Inaugural symposium to mark second Nancy Randolph Davis Day
Wednesday, January 31, 2007
The 2007 “Nancy Randolph Davis Day at OSU” will include another tribute to the civil rights pioneer and longtime Oklahoma City educator with the debut of the Nancy Randolph Davis Symposium on Higher Education.
The public event will be held Feb. 1 at 2 p.m. in Click Alumni Hall of the ConocoPhillips OSU Alumni Center.
Themed “The Black Experience at OSU: Our Past, Present and Future,” the inaugural
symposium named for OSU’s first Black student will feature a panel discussion led
by four pioneering Black faculty members. Estella Atekwana, Tammy Henderson, Jason
Kirksey and Earl Mitchell will comprise the panel, and OSU Vice President for Institutional
Diversity Cornell Thomas will serve as moderator.
Atekwana, Clyde Wheeler Sun Chair and professor of geology, in 2006, became the first
Black woman to hold an endowed professorship at OSU, and Kirksey, Hannah Atkins Chair
and associate professor of political science and government information, in 2000,
became the first Black man. Henderson, associate professor of human development and
family sciences, in 2006 was the first black woman hired to direct OSU’s Gerontology
Institute. In 1967, Mitchell, interim head and biochemistry and molecular biology
professor, became OSU’s first Black faculty member.
“Like Mrs. Davis, the panelists all represent a ‘first’ at OSU,” Thomas said. “Each
will share their respective experiences becoming the first black woman or man in the
university’s history to serve in their respective positions.”

*-*-*

Exercise requirements:
[a] Reproduce the stretch of the symposium announcement from "Inaugural symposium to" through "on Higher Education.".
[b] According to the symposium announcement, in what year did Mitchell become OSU's first Black faculty member?
The records that come next are separate from the symposium announcement.

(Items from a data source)
*-*-*

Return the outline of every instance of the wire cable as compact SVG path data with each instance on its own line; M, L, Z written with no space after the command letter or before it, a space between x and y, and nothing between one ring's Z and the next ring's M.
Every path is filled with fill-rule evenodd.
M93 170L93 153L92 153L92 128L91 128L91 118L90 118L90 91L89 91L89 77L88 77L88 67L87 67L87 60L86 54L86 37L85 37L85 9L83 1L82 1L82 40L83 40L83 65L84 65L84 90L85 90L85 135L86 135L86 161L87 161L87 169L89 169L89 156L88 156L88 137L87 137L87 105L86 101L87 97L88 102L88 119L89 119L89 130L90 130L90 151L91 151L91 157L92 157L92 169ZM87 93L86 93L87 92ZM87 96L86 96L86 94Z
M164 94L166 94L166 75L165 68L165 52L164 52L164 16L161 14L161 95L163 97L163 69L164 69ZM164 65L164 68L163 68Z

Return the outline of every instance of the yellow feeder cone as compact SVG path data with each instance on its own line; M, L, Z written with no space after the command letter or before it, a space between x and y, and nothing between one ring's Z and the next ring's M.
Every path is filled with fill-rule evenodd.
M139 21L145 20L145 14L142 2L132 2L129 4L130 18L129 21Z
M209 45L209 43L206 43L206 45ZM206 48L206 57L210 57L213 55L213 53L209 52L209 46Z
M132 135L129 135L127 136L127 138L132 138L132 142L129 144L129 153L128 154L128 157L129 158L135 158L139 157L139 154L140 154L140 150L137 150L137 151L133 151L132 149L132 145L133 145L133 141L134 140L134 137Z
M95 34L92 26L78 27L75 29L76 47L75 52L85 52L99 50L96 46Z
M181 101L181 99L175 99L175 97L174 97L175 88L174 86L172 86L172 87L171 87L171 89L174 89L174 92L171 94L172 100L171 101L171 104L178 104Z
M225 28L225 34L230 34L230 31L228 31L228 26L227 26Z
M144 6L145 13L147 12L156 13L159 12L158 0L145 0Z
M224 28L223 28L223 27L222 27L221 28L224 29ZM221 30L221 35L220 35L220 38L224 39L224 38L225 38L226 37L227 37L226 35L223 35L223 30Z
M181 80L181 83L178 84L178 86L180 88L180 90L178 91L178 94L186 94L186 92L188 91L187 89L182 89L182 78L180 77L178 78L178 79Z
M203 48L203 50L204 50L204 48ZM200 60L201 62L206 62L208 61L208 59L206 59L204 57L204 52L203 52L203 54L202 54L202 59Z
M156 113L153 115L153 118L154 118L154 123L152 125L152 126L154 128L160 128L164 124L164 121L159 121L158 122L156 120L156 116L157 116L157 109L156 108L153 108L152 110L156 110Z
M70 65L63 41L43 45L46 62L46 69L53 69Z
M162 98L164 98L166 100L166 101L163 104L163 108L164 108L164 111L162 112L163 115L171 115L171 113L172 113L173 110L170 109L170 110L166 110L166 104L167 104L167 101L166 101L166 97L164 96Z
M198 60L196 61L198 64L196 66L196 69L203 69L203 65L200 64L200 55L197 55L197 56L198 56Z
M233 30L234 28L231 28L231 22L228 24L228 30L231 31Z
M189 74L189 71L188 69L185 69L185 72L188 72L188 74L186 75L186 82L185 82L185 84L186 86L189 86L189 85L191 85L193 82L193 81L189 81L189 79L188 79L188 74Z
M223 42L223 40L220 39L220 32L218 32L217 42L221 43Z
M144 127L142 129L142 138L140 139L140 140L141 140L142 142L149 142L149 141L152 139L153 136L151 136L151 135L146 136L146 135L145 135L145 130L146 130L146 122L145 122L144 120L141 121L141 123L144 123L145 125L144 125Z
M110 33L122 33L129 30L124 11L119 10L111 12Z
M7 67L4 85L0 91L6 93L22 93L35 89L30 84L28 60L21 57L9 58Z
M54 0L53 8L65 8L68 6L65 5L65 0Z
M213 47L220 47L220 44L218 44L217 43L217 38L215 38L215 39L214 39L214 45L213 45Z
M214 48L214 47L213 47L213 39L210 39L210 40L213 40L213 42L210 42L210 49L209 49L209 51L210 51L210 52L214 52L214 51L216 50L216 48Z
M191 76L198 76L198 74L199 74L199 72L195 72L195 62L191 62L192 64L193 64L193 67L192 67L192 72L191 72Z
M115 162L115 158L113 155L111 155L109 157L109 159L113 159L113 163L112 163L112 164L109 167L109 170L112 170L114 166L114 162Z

*-*-*

Results of the tasks:
[a]
Inaugural symposium to mark second Nancy Randolph Davis Day
Wednesday, January 31, 2007
The 2007 “Nancy Randolph Davis Day at OSU” will include another tribute to the civil rights pioneer and longtime Oklahoma City educator with the debut of the Nancy Randolph Davis Symposium on Higher Education.

[b] 1967